> 与えられた指示 A: 下の一覧から、「tree」という語を含む行をすべて抜き出す。大文字と小文字は区別する。
——————————
①各業務の見える化の作業は各担当者が実施した方がよい

最初のポイントは、
「各社員の主体性」
です。

社員に主体性がない取り組みは、
絶対に生きた取り組みとはなりません。

取り組みに無関心であることほど
つらいことはありません。

自分自身で取り組むからこそ、
関心を持ってもらえます。

Vol.18(2)

また自分自身で悩みながら取り組むからこそ、
社会人としても成長し、
ひいては会社組織としても成長します。

私自身の過去を振り返って、
「もっと上手くサポートができたのではないか・・・」
と反省する事例は、
やはりこの①のポイントに尽きるような気がします。

自分自身への反省・戒めの意味も込めて、
「社員に主体性を持ってもらう(=関心を持ってもらう)」
という点は、
一番強調したいポイントです。

※詳細は右記事を参照:「Vol.126 グループ社員の主体性

②できる限り簡単なところからスタートする(完璧を求めない)

次のポイントは、
「実行されるかどうか」
という点です。

どんなに完璧な計画であっても、
実行されなければ、
全く無価値です。

経営者や役職上位者は、
どうしても自分の基準を、
部下にも求めたくなるものです。

但し、
会社にはいろいろな社員がいます。

どのような社員であっても
ついて来られるくらいのレベルで始めなければ、
会社全体としては上手く機能しません。

そう考えた場合に、
とくに最初は、
「簡単にできるステップ」
から始めることを強くお勧めします。

完璧主義者が多い経営者にとっては、
不完全燃焼な面もあるかと思いますし、
納得できない場面も多々起こると思いますが、
ここはあえてご自身の理想を下げてください。
——————————
> 与えられた指示 B: 抜粋の筆者が一番強調したいポイントとして挙げているのは何か。

未加工の記録:
——————————
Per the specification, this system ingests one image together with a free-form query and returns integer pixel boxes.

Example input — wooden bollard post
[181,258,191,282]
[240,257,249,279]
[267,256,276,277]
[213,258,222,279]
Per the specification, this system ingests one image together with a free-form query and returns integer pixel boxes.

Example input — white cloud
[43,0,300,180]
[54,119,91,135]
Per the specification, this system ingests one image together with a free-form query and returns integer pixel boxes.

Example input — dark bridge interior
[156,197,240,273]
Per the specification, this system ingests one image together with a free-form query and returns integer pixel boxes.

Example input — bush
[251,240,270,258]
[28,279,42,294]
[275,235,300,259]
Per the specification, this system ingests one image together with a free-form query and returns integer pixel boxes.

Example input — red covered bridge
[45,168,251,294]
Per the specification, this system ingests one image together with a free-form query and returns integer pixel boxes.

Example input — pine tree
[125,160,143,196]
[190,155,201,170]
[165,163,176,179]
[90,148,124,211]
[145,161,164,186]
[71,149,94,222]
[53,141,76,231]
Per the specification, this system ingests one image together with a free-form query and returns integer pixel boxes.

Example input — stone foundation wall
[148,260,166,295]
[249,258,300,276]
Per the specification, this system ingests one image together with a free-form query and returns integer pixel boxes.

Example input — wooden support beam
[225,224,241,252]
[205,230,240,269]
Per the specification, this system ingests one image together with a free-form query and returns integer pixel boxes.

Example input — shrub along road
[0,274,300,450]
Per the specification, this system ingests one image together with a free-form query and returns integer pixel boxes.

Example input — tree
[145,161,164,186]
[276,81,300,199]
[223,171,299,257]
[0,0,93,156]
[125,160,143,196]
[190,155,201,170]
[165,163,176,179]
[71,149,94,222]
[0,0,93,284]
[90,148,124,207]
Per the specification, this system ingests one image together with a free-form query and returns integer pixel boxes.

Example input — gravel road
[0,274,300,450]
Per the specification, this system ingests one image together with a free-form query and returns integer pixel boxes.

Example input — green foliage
——————————
> 正しい回答 A:
Example input — pine tree
Example input — tree

> 正しい回答 B: 社員に主体性を持ってもらう(=関心を持ってもらう)という点。